DESKRIPSI LATIHAN:
Menurut kutipan sumber, kehidupan surga atau neraka yang akan dialami manusia dalam hidupnya bergantung pada apa?

Berdasar pada dua prinsip nilai inilah sesungguhnya bermacam kehidupan akan kita alami, kita temui. Prinsip inilah yang seharusnya menjadi kesadaran hidup manusia sejak awal, menyadari bahwa kehidupan surga atau neraka yang akan dialami dalam hidupnya adalah tergantung pilihannya. Siapa pun, mulai dari pribadi, keluarga, masyarakat, bangsa, negara, bahkan dunia, harus sadar bahwa berbagai malapetaka yang dihadapi dalam kehidupan dunia ini, disengaja atau tidak, adalah akibat saja dari nilai apa yang menjadi pilihannya

***

Mengikuti kehidupan yang telah ada yang tidak jelas nilai apa yang dianut, berarti telah mengikuti jalan batil (dlulumat), membiarkan diri hidup bergelimang dalam dosa, warisan dari generasi demi generasi terdahulu (cermati QS 2:170; 26:74; 31:21). Meski dalam kehidupan ini tidak pernah ada batil secara keseluruhan (kaffah), tetapi adukan, campuran, kombinasi haq-batil nilainya adalah batil juga.

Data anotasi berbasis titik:
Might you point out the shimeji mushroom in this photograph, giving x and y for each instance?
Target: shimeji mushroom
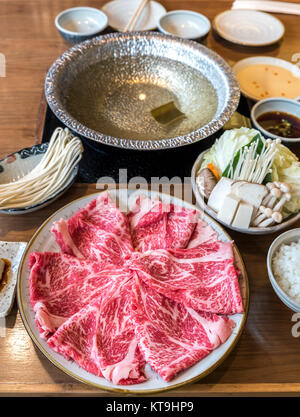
(270, 211)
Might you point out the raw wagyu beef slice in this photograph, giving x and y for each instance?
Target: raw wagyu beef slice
(60, 285)
(101, 338)
(203, 278)
(172, 337)
(99, 231)
(155, 225)
(203, 233)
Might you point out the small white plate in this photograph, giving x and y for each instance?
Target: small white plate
(185, 24)
(43, 240)
(119, 12)
(249, 27)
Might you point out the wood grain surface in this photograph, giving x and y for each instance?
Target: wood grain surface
(267, 358)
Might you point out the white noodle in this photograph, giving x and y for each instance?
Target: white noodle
(51, 174)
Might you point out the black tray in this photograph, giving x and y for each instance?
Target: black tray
(106, 161)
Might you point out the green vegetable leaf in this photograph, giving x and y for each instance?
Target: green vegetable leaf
(236, 158)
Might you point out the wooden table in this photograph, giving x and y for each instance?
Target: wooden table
(267, 358)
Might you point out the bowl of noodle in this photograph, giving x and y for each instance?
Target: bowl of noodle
(34, 177)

TUGAS SELESAI:
Kehidupan surga atau neraka itu bergantung pada pilihan manusia sendiri.